• **Text extract**:
This is not about markets moving up, down before or after. It is about paying a five figure sum for advice I didn't want, that didn't make it clear someone else would sell all my funds on a day of their choosing and that would expose me to _additional_ market risk. Yes the fact it was sold in the biggest dip for years was unlucky (catastrophic actually) but had the funds transferred to the new platform without this enforced sale there would have been no risk of this discontinuity. And yes, had the markets continued to tank I'd be sitting pretty but isn't this additional risk that I normally wouldn't have faced by selling up as par of the transfer?
Did you call Moneyhelper for that mandatory safeguarding call? If so, was anything said about the risk?
and
Back in April, you said:
"I was told a hundred times about the "great" benefits I'd be leaving behind and a few other risks but not once about the risks of exiting financial markets in a big way for 2 weeks during the transfer. In retrospect, its a pretty obvious and big risk for any transfer. That said, the IFA did almost exactly what I wanted and it would feel morally wrong to apportion any blame."

• **Given data**:
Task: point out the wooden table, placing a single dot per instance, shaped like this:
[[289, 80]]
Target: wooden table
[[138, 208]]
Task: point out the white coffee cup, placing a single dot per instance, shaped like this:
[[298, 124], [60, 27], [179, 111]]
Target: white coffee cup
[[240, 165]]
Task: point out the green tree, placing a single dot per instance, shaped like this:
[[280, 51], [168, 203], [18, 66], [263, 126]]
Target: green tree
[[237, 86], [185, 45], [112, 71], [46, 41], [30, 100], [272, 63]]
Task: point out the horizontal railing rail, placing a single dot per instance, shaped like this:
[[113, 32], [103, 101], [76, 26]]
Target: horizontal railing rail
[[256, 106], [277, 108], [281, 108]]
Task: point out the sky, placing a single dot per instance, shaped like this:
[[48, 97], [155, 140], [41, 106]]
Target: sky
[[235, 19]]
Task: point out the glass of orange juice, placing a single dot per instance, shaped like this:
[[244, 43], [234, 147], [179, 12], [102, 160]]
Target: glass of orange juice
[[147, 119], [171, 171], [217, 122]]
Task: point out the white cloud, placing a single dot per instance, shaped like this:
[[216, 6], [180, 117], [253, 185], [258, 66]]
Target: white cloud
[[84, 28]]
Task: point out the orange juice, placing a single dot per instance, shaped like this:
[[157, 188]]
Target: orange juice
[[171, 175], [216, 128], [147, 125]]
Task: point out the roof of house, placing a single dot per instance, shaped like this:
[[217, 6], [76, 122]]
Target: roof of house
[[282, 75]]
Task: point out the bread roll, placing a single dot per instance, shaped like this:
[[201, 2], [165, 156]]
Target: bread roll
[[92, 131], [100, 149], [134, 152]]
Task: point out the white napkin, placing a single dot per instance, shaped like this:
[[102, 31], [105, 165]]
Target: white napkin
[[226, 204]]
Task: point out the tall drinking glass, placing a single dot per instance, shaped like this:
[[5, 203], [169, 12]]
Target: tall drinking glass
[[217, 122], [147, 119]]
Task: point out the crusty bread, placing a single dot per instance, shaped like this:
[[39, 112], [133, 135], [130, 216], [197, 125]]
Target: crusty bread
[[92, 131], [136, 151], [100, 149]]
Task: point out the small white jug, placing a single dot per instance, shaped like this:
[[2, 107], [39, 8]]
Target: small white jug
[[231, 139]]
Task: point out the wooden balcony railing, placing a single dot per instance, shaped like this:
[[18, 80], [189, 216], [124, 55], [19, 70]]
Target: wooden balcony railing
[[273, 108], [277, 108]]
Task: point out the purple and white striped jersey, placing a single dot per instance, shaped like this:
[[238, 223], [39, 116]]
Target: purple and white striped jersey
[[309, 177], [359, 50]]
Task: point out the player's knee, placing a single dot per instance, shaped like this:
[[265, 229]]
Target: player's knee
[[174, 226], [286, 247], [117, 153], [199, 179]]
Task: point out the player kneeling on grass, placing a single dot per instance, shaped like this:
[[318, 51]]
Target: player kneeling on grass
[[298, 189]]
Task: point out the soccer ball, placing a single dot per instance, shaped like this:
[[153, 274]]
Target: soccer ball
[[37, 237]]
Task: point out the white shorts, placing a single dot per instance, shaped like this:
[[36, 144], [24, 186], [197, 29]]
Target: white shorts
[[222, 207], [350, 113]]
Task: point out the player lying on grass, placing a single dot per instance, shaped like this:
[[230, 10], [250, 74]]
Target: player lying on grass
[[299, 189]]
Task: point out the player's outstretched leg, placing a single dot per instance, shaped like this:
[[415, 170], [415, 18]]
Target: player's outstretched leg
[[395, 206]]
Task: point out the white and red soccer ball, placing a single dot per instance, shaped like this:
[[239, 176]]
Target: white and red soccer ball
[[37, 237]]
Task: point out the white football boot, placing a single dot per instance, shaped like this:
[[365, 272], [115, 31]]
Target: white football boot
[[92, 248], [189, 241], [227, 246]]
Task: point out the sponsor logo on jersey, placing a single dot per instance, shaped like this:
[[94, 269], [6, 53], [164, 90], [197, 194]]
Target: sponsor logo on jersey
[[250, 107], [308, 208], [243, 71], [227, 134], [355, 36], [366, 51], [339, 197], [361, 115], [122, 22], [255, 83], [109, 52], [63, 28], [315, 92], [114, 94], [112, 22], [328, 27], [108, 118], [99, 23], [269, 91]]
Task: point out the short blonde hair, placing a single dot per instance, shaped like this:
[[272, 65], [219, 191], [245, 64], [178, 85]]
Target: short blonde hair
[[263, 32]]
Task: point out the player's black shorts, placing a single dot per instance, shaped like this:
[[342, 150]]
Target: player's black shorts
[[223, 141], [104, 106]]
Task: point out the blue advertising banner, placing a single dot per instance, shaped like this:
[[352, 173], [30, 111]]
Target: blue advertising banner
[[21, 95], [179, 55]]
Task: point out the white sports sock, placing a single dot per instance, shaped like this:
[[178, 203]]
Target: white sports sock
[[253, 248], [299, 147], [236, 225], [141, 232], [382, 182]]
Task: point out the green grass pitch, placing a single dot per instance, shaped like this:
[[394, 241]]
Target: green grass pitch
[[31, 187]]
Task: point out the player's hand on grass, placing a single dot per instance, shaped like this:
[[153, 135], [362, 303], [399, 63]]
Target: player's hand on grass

• **Aim of the task**: In the text about the fund transfer, update the passage starting at "This is not" and ending at "of the transfer?" by changing "platform" to "provider".

• **Finished answer**:
This is not about markets moving up, down before or after. It is about paying a five figure sum for advice I didn't want, that didn't make it clear someone else would sell all my funds on a day of their choosing and that would expose me to _additional_ market risk. Yes the fact it was sold in the biggest dip for years was unlucky (catastrophic actually) but had the funds transferred to the new provider without this enforced sale there would have been no risk of this discontinuity. And yes, had the markets continued to tank I'd be sitting pretty but isn't this additional risk that I normally wouldn't have faced by selling up as par of the transfer?